-- 抜粋文 --
_____
本気で選んだ「好き」は成長のパワーをくれる
「字幕・戸田奈津子」。外国映画を観(み)た時この名を目にしたことがある人も多いはず。これまでに手がけた映画は1500本以上という、字幕翻訳の第一人者である。
幼い頃から映画が大好きで、大学時代に字幕翻訳家を志す。しかし、当時は男性10人程度の翻訳家で事足りており、未経験の若い女性が足を踏み入れる余地はなかった。
そこで生命保険会社へ就職。「でも組織で働くことが私には合わず、1年半で退職しました。協調性のない自分が一匹おお かみで、好きな映画に関わる仕事をするなら字幕翻訳しかない、この夢を追い続けよう。そう決心しましたが、もちろんすぐには映画の仕事はなく、フリーで 様々な分野の翻訳をこなし生計を立てていましたね」
30歳を過ぎた頃、映画関連の仕事を依頼される。字幕ではなくあらすじをまとめるものだったが、やがて、来日する映画関係者の通訳をいきなり頼まれることに。「外国人と話したこともなかったのですが、断ったら字幕翻訳もできなくなると思い、決死の覚悟で受けました」
_____
(データセットからの記録)

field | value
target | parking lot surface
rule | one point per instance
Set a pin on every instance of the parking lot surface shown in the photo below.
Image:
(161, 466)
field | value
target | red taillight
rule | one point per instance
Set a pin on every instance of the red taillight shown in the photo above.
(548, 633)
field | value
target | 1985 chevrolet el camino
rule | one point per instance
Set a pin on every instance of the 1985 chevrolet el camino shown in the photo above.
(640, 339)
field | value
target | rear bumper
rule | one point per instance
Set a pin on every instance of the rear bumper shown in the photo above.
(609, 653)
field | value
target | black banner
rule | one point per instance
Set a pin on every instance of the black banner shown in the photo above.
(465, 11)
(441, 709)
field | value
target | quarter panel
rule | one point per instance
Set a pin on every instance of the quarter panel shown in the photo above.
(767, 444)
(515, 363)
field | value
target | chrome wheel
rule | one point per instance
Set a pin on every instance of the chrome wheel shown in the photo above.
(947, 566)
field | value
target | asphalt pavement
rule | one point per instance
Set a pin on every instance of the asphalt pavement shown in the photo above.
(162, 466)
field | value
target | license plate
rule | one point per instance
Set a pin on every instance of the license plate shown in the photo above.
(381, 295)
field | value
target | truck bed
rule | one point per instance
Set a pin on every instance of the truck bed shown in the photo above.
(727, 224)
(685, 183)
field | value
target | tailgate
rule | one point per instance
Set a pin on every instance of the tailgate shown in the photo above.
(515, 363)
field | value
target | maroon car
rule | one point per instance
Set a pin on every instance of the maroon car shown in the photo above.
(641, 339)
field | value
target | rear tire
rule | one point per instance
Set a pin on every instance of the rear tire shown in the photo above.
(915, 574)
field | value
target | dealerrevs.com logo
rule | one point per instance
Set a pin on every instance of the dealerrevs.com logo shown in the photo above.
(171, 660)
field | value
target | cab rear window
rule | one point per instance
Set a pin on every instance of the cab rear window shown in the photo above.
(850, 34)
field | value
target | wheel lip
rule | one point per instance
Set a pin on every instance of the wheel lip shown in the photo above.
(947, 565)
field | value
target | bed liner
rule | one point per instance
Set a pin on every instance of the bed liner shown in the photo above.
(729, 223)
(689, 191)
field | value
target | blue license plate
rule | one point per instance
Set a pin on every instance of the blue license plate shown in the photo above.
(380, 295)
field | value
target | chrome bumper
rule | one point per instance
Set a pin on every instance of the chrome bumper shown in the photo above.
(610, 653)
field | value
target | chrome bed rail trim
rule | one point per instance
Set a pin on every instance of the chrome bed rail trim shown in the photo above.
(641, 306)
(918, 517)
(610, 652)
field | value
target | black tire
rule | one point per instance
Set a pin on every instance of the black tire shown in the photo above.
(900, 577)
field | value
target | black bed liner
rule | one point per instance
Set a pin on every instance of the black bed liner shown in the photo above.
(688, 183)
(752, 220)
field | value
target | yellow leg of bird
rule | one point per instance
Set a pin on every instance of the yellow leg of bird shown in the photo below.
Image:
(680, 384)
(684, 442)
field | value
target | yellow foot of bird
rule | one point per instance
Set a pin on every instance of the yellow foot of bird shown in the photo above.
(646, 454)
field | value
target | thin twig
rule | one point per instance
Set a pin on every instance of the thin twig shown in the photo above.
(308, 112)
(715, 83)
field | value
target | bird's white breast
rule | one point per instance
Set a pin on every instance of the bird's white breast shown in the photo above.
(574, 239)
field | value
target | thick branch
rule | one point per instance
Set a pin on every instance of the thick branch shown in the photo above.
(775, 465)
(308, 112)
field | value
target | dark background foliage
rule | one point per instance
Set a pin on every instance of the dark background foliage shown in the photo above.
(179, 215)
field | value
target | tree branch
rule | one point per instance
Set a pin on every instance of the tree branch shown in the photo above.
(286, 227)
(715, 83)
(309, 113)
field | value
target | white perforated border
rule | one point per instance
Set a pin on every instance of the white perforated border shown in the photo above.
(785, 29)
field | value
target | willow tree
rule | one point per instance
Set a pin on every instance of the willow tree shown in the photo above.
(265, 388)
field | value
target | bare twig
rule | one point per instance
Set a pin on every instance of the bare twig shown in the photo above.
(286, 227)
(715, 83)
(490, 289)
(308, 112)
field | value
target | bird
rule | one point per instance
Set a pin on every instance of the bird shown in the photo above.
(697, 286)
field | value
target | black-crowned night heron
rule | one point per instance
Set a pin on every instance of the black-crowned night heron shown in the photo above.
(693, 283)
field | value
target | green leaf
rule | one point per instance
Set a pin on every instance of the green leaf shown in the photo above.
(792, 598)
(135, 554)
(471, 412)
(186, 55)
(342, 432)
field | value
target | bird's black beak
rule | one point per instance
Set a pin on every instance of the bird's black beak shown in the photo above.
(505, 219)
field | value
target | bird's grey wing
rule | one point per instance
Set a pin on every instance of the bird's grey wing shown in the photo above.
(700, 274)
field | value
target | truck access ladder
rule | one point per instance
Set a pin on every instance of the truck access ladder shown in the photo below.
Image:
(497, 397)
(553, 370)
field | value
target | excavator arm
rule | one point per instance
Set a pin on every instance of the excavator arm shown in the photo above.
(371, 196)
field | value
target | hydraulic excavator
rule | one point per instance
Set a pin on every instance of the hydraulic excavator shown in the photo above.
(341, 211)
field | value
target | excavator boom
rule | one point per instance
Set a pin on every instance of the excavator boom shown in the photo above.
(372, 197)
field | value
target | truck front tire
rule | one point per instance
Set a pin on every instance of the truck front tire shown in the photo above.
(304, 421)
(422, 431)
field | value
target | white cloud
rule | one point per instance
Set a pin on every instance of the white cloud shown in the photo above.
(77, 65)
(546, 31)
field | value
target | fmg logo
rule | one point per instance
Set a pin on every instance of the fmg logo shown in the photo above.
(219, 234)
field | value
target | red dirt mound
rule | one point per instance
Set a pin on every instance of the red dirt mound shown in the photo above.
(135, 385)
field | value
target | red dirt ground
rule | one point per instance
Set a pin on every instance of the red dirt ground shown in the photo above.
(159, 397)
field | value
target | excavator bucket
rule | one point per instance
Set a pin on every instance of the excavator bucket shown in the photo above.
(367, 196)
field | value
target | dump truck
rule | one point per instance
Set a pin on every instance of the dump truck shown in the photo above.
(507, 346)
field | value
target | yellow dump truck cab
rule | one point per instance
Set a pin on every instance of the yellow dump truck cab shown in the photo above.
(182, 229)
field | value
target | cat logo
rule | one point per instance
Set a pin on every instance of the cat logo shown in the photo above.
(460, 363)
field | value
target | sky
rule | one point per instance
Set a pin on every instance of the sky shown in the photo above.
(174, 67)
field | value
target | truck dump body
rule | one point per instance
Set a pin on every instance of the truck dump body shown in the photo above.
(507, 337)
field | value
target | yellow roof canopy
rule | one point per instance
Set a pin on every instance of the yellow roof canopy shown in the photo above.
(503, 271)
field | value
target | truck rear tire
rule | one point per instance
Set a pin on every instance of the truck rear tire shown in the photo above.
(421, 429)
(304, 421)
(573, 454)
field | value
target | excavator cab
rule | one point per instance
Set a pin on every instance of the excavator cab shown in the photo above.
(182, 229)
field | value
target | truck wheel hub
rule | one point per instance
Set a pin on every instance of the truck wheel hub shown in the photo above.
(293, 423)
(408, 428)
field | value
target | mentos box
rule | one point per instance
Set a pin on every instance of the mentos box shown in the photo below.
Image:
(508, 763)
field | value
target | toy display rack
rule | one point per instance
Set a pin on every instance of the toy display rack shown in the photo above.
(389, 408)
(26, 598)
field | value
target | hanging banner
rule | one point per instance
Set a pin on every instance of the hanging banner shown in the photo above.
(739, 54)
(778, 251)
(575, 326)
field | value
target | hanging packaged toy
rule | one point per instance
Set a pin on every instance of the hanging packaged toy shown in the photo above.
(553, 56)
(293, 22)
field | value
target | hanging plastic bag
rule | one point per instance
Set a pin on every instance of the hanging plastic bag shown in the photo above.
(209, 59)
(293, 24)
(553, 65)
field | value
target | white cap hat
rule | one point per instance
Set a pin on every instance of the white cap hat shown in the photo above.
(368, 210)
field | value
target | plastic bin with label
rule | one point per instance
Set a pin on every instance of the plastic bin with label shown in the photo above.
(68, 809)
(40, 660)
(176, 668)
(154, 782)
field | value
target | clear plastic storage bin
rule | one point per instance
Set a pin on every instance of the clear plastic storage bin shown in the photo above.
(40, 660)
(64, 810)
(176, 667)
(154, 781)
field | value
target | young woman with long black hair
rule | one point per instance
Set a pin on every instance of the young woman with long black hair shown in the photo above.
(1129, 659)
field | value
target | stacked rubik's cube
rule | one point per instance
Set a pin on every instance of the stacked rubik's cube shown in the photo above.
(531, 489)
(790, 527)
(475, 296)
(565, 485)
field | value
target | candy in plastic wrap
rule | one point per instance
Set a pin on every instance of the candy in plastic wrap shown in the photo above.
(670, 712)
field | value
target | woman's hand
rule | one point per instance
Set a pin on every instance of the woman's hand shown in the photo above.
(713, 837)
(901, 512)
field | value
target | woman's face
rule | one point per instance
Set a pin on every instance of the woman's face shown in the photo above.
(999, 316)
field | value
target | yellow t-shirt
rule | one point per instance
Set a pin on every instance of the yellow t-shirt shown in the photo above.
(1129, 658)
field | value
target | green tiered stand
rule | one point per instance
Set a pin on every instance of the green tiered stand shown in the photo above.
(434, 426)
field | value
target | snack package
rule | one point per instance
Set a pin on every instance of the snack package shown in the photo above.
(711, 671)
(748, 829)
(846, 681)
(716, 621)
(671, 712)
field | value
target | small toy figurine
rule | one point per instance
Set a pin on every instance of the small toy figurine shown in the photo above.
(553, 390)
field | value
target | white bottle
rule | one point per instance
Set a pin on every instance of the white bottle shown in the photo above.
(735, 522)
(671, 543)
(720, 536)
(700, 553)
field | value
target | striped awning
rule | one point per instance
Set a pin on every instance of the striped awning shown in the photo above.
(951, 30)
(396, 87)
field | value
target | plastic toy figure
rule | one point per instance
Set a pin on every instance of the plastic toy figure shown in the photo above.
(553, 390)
_____
-- 課題 1 --
字幕翻訳家に関する抜粋文について、次の問いに答えてください。
(a) これまでに手がけた映画は何本以上とされていますか。
(b) 生命保険会社をどれくらいの期間で退職しましたか。
(c) 30歳を過ぎた頃に依頼された映画関連の仕事は、字幕ではなく何をするものでしたか。
-- 課題 2 --
抜粋文のうち、「幼い頃から映画が大好きで、大」から「い、決死の覚悟で受けました」」までの部分を、両端を含めて一字一句違えずに書き写してください。
抜粋文の記述のみに基づいてお答えください。

-- 解答全文 1 --
(a) 1500本以上
(b) 1年半
(c) あらすじをまとめるもの

-- 解答全文 2 --
幼い頃から映画が大好きで、大学時代に字幕翻訳家を志す。しかし、当時は男性10人程度の翻訳家で事足りており、未経験の若い女性が足を踏み入れる余地はなかった。
そこで生命保険会社へ就職。「でも組織で働くことが私には合わず、1年半で退職しました。協調性のない自分が一匹おお かみで、好きな映画に関わる仕事をするなら字幕翻訳しかない、この夢を追い続けよう。そう決心しましたが、もちろんすぐには映画の仕事はなく、フリーで 様々な分野の翻訳をこなし生計を立てていましたね」
30歳を過ぎた頃、映画関連の仕事を依頼される。字幕ではなくあらすじをまとめるものだったが、やがて、来日する映画関係者の通訳をいきなり頼まれることに。「外国人と話したこともなかったのですが、断ったら字幕翻訳もできなくなると思い、決死の覚悟で受けました」